• [Saved entries]
● ● ● ● ●

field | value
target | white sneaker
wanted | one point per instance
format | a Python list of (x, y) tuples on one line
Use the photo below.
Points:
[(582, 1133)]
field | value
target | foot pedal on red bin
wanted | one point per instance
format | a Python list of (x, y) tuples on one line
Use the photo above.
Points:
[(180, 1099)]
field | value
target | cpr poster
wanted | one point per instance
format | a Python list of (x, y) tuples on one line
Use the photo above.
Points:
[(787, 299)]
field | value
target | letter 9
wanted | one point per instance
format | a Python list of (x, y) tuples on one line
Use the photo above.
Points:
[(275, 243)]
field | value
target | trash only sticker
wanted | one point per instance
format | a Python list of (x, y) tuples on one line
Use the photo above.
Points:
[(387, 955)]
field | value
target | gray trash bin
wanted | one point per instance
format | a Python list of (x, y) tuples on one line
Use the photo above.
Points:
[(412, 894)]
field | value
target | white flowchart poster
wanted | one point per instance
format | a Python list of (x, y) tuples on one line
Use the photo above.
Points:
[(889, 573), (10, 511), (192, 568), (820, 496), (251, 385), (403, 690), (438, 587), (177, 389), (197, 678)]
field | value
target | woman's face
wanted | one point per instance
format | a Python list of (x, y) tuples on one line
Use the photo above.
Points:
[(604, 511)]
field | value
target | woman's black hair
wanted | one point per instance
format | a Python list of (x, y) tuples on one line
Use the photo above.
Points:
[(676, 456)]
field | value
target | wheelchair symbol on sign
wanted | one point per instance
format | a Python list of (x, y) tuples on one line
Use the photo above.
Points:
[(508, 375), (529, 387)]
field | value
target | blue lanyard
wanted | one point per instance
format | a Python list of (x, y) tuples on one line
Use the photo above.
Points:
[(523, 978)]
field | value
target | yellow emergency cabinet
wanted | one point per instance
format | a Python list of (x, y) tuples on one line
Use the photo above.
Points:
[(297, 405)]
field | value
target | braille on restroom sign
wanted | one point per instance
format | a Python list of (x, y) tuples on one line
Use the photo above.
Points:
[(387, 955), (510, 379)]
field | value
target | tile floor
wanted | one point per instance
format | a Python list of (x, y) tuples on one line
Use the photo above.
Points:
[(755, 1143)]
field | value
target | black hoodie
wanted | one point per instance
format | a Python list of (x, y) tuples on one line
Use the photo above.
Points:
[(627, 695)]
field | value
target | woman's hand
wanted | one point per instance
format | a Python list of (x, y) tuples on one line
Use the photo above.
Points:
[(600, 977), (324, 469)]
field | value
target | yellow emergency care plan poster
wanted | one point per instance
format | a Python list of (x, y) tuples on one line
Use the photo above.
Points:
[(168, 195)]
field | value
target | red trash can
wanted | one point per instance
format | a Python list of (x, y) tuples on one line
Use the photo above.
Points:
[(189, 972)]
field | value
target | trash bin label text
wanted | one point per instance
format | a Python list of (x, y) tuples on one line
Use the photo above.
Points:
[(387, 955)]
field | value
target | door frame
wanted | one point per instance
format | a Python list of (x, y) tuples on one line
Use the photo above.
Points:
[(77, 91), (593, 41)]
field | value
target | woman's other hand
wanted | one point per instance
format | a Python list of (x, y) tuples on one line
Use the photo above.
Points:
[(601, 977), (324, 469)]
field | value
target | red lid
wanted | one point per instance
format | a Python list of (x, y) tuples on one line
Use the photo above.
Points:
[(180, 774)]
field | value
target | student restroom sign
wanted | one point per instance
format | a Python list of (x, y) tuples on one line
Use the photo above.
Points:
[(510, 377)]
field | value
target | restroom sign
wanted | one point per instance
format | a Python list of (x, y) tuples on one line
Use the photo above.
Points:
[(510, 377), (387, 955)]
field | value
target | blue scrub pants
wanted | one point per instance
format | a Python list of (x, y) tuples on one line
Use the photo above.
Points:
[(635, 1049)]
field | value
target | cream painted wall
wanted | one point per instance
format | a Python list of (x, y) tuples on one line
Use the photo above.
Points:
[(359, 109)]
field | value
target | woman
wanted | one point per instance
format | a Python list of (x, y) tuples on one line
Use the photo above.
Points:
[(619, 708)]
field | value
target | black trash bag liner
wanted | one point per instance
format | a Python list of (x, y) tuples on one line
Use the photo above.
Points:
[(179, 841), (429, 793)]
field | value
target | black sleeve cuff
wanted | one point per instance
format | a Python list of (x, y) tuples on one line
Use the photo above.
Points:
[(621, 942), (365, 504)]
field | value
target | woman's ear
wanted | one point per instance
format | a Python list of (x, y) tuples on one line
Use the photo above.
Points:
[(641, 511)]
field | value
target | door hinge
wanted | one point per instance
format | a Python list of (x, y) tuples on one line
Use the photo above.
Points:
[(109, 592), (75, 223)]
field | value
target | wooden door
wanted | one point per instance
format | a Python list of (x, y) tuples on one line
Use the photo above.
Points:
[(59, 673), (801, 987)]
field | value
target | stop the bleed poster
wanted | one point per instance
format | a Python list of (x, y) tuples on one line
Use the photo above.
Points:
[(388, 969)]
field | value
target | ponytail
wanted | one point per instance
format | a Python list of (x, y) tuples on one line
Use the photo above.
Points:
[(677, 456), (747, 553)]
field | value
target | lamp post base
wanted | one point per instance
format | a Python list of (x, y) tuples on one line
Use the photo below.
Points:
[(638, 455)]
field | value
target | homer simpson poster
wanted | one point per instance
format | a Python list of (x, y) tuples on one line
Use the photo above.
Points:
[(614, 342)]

● ● ● ● ●

• [Work task]
Return only the lines between the one holding "target | trash bin label text" and the one holding "target | cream painted wall", inclusive, exactly as they appear above.

• [Expected answer]
target | trash bin label text
wanted | one point per instance
format | a Python list of (x, y) tuples on one line
Use the photo above.
Points:
[(387, 955)]
field | value
target | door frame
wanted | one point per instance
format | a Python list of (x, y) tuples on one line
Use the photo above.
Points:
[(77, 91), (593, 41)]
field | value
target | woman's other hand
wanted | one point per instance
format | a Python list of (x, y) tuples on one line
Use the photo above.
Points:
[(601, 977), (324, 469)]
field | value
target | red lid
wanted | one point per instance
format | a Python list of (x, y) tuples on one line
Use the photo above.
Points:
[(180, 774)]
field | value
target | student restroom sign
wanted | one point per instance
format | a Python list of (x, y) tuples on one line
Use the photo above.
Points:
[(510, 377)]
field | value
target | restroom sign
wanted | one point per instance
format | a Python list of (x, y) tuples on one line
Use the photo above.
Points:
[(510, 377), (387, 955)]
field | value
target | blue scrub pants
wanted | one point per instance
format | a Python list of (x, y) tuples on one line
Use the photo above.
Points:
[(635, 1049)]
field | value
target | cream painted wall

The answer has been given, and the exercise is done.